## YOUR GOAL
All of the data that follows is to be written out exactly, with images excluded.

[Referring expression pointing data]

-- Opening Marker --

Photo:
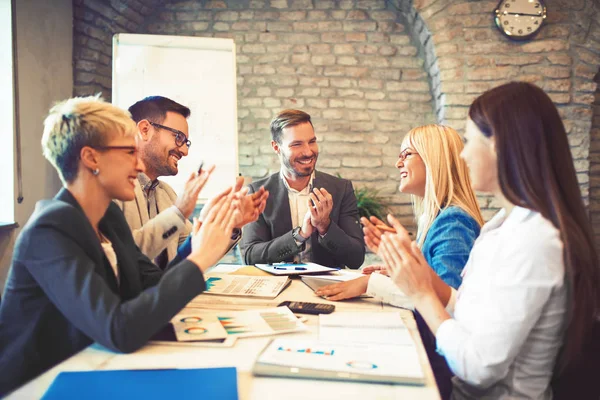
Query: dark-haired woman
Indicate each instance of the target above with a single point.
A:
(530, 292)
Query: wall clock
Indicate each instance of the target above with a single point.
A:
(520, 19)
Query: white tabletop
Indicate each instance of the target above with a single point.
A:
(242, 356)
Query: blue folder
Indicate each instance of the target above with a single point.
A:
(203, 383)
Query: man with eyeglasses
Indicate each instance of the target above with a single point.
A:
(157, 216)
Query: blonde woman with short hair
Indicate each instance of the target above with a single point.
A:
(77, 276)
(448, 220)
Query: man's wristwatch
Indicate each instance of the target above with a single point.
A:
(297, 236)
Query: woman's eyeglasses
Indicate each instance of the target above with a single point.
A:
(180, 138)
(406, 153)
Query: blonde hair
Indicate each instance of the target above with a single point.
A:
(78, 122)
(447, 176)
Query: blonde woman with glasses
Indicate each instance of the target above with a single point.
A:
(448, 219)
(77, 276)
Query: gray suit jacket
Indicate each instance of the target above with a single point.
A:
(165, 231)
(269, 239)
(62, 294)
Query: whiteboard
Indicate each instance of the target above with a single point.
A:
(198, 73)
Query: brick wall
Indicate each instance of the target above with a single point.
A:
(367, 70)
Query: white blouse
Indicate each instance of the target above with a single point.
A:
(509, 314)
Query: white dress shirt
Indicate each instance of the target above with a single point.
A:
(298, 209)
(510, 311)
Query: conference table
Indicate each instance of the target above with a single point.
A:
(243, 354)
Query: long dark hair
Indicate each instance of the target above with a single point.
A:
(536, 171)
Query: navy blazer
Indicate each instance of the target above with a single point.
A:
(61, 294)
(269, 239)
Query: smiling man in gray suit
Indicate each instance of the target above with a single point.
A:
(310, 215)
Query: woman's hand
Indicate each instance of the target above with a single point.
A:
(344, 290)
(406, 264)
(211, 238)
(368, 270)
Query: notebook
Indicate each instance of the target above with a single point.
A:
(206, 383)
(335, 360)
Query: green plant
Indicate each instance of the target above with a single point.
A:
(370, 203)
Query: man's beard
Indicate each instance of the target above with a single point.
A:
(288, 165)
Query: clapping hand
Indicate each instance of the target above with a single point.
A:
(405, 262)
(210, 239)
(319, 213)
(186, 202)
(368, 270)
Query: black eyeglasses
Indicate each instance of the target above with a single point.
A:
(180, 138)
(406, 153)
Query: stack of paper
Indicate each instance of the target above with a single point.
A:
(336, 360)
(211, 325)
(267, 287)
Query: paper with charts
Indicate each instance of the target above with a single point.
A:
(304, 358)
(365, 327)
(251, 286)
(209, 325)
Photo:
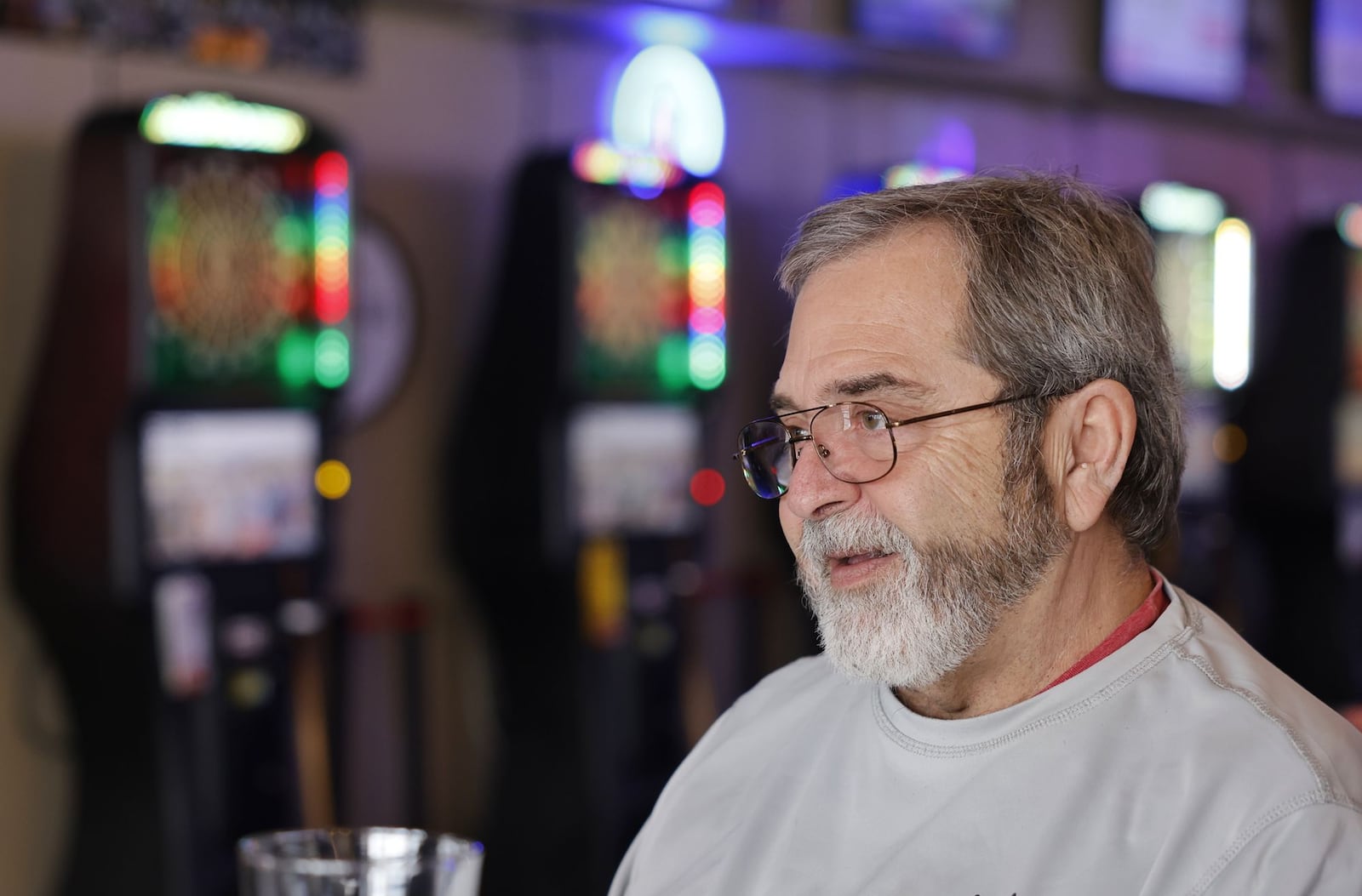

-- Closing Marker --

## FINISHED EXERCISE
Photo:
Query: dark-haired woman
Indicate each instance of the target above with a single point.
A:
(530, 292)
Query: wall clock
Indicate each instance of the target above with a single point.
A:
(520, 19)
Query: white tabletop
Indicate each instance of the target above with a single point.
A:
(242, 356)
Query: blue folder
Indicate each instance of the target above with a single point.
A:
(203, 383)
Query: man with eyeglasses
Indicate each instance of the target above with a single point.
A:
(157, 216)
Query: blonde woman with short hair
Indicate each instance of the target above with a single point.
A:
(77, 276)
(448, 220)
Query: man's wristwatch
Indicate each instance of the target above with a single point.
A:
(297, 236)
Query: woman's eyeglasses
Indicate each instance of the target above with a single point.
A:
(180, 138)
(406, 153)
Query: blonde hair
Indicate each instance of the target above with a single point.
A:
(78, 122)
(447, 176)
Query: blonde woman with glasses
Indicate each instance of the target above with a single point.
A:
(448, 219)
(77, 276)
Query: gray suit jacket
Indicate each instance of the target above with a single point.
A:
(165, 231)
(269, 239)
(62, 294)
Query: whiteboard
Indicate each instance of the target above with a single point.
A:
(198, 73)
Query: brick wall
Indicate each instance of the target above with a single point.
A:
(367, 70)
Query: white blouse
Indicate each instance of the target above with a single point.
A:
(509, 314)
Query: white dress shirt
Indicate each instance of the target above with a single point.
A:
(298, 209)
(510, 311)
Query: conference table
Indicate each instance of the target above with a single point.
A:
(243, 354)
Query: long dark hair
Indicate each instance of the target above with a single point.
A:
(536, 171)
Query: navy blazer
Indicate each instance of the target above with a single point.
A:
(61, 294)
(269, 239)
Query: smiling man in gray suit
Indicate each instance of the target above with a single point.
A:
(310, 215)
Query: woman's hand
Indicate each instance of the target above with a single point.
A:
(344, 290)
(406, 264)
(211, 238)
(368, 270)
Query: notebook
Indicate each instance of the target above with a single point.
A:
(206, 383)
(335, 360)
Query: green plant
Indicate each instance of the target above with a single point.
A:
(370, 203)
Query: man's beard
Indicate each instance of the target above with a single point.
A:
(288, 165)
Query: clapping hand
Indicate each instance of the target above with a single point.
A:
(405, 262)
(210, 239)
(319, 213)
(186, 202)
(368, 270)
Query: black eyeglasses
Indicate each instance of the target above with a single point.
A:
(180, 138)
(406, 153)
Query: stack of paper
Indicate each instance of the target above with a single point.
A:
(336, 360)
(211, 325)
(267, 287)
Query: paper with charts
Indicate each instance of the target above with a single point.
A:
(304, 358)
(365, 327)
(251, 286)
(209, 325)
Photo:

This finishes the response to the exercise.